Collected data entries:
================
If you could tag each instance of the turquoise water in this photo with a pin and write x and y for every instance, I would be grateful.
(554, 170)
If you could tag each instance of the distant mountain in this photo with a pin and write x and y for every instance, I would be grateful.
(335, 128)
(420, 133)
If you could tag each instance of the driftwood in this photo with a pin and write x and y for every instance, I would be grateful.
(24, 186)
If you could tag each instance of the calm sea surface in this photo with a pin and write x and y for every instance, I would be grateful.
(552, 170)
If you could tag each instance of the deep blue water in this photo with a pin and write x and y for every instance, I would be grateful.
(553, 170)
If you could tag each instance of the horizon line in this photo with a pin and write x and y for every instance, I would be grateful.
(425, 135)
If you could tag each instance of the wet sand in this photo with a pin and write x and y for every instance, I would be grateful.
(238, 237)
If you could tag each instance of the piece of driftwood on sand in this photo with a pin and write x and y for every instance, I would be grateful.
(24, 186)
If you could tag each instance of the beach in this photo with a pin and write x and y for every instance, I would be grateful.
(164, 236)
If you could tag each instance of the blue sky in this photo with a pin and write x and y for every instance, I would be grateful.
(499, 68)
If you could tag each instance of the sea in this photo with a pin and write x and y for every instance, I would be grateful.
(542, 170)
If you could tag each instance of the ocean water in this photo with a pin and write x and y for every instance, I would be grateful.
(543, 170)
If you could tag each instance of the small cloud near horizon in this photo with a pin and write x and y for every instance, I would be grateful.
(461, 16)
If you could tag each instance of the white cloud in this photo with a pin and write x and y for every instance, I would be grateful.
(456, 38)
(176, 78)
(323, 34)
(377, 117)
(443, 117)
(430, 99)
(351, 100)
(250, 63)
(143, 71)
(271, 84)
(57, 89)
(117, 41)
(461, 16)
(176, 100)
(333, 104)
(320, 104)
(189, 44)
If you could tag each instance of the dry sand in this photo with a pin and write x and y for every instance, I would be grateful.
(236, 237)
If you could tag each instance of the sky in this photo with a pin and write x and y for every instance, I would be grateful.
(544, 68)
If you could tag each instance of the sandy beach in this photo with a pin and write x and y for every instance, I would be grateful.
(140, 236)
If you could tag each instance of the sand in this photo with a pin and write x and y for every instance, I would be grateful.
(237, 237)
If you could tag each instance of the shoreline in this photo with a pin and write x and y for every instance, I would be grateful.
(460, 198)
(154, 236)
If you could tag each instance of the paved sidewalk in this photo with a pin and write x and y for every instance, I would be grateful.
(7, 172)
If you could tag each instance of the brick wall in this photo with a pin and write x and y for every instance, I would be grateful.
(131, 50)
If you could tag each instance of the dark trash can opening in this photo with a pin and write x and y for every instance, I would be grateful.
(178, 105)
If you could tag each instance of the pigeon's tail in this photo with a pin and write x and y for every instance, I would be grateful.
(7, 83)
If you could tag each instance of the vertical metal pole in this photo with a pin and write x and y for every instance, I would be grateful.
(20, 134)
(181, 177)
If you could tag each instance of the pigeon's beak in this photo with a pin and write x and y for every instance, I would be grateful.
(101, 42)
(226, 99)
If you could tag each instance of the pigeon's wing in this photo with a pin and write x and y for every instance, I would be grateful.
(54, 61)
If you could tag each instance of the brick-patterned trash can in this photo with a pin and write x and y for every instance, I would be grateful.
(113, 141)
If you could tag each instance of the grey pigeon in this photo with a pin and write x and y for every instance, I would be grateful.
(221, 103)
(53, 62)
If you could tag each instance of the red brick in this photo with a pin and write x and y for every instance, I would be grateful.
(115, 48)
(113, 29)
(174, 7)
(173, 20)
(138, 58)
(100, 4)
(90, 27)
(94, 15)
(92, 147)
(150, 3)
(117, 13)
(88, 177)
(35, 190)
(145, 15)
================
* _CHALLENGE_
Rewrite the entries above as a JSON list of strings, with each line as its own string and blank lines omitted.

* _EXERCISE RESULT_
[
  "If you could tag each instance of the turquoise water in this photo with a pin and write x and y for every instance, I would be grateful.",
  "(554, 170)",
  "If you could tag each instance of the distant mountain in this photo with a pin and write x and y for every instance, I would be grateful.",
  "(335, 128)",
  "(420, 133)",
  "If you could tag each instance of the driftwood in this photo with a pin and write x and y for every instance, I would be grateful.",
  "(24, 186)",
  "If you could tag each instance of the calm sea surface in this photo with a pin and write x and y for every instance, I would be grateful.",
  "(552, 170)",
  "If you could tag each instance of the deep blue water in this photo with a pin and write x and y for every instance, I would be grateful.",
  "(553, 170)",
  "If you could tag each instance of the horizon line in this photo with a pin and write x and y for every instance, I would be grateful.",
  "(425, 135)",
  "If you could tag each instance of the wet sand in this photo with a pin and write x and y for every instance, I would be grateful.",
  "(238, 237)",
  "If you could tag each instance of the piece of driftwood on sand in this photo with a pin and write x and y for every instance, I would be grateful.",
  "(24, 186)",
  "If you could tag each instance of the beach in this photo with a pin and write x and y for every instance, I would be grateful.",
  "(164, 236)",
  "If you could tag each instance of the blue sky in this photo with a pin and write x and y for every instance, I would be grateful.",
  "(499, 68)",
  "If you could tag each instance of the sea in this photo with a pin and write x and y for every instance, I would be grateful.",
  "(542, 170)",
  "If you could tag each instance of the ocean water in this photo with a pin and write x and y for every instance, I would be grateful.",
  "(543, 170)",
  "If you could tag each instance of the small cloud near horizon in this photo with a pin and write x and y for every instance, I would be grateful.",
  "(461, 16)",
  "If you could tag each instance of the white cloud in this photo with a pin and write x and y for every instance, I would be grateful.",
  "(456, 38)",
  "(176, 78)",
  "(323, 34)",
  "(377, 117)",
  "(443, 117)",
  "(430, 99)",
  "(351, 100)",
  "(250, 63)",
  "(143, 71)",
  "(271, 84)",
  "(57, 89)",
  "(117, 41)",
  "(461, 16)",
  "(176, 100)",
  "(333, 104)",
  "(320, 104)",
  "(189, 44)",
  "If you could tag each instance of the dry sand in this photo with a pin and write x and y for every instance, I would be grateful.",
  "(236, 237)",
  "If you could tag each instance of the sky in this photo with a pin and write x and y for every instance, I would be grateful.",
  "(544, 68)",
  "If you could tag each instance of the sandy beach in this photo with a pin and write x and y for every instance, I would be grateful.",
  "(140, 236)",
  "If you could tag each instance of the sand in this photo with a pin and write x and y for every instance, I would be grateful.",
  "(237, 237)",
  "If you could tag each instance of the shoreline in this photo with a pin and write x and y for every instance, I would be grateful.",
  "(460, 198)",
  "(154, 236)",
  "If you could tag each instance of the paved sidewalk in this photo with a pin and write x and y for every instance, I would be grateful.",
  "(7, 172)",
  "If you could tag each instance of the brick wall in this photo with a pin and write x and y for every instance, I would be grateful.",
  "(131, 50)",
  "If you could tag each instance of the dark trash can opening in this photo with a pin and write x and y for every instance, I would be grateful.",
  "(178, 105)",
  "If you could tag each instance of the pigeon's tail in this photo with a pin and write x and y for every instance, I would be grateful.",
  "(7, 83)",
  "If you could tag each instance of the vertical metal pole in this photo with a pin and write x and y for every instance, I would be grateful.",
  "(20, 134)",
  "(181, 177)",
  "If you could tag each instance of the pigeon's beak in this photo with a pin and write x and y for every instance, I would be grateful.",
  "(101, 42)",
  "(226, 99)",
  "If you could tag each instance of the pigeon's wing in this photo with a pin and write x and y for every instance, I would be grateful.",
  "(54, 61)",
  "If you could tag each instance of the brick-patterned trash can in this photo with a pin and write x and y for every instance, I would be grateful.",
  "(113, 141)",
  "If you could tag each instance of the grey pigeon in this photo with a pin and write x and y for every instance, I would be grateful.",
  "(221, 103)",
  "(53, 62)",
  "If you could tag each instance of the red brick in this photo with a pin and write x and y for every instance, I would be grateful.",
  "(115, 48)",
  "(113, 29)",
  "(174, 7)",
  "(173, 20)",
  "(138, 58)",
  "(100, 4)",
  "(90, 27)",
  "(94, 15)",
  "(92, 147)",
  "(150, 3)",
  "(117, 13)",
  "(88, 177)",
  "(35, 190)",
  "(145, 15)"
]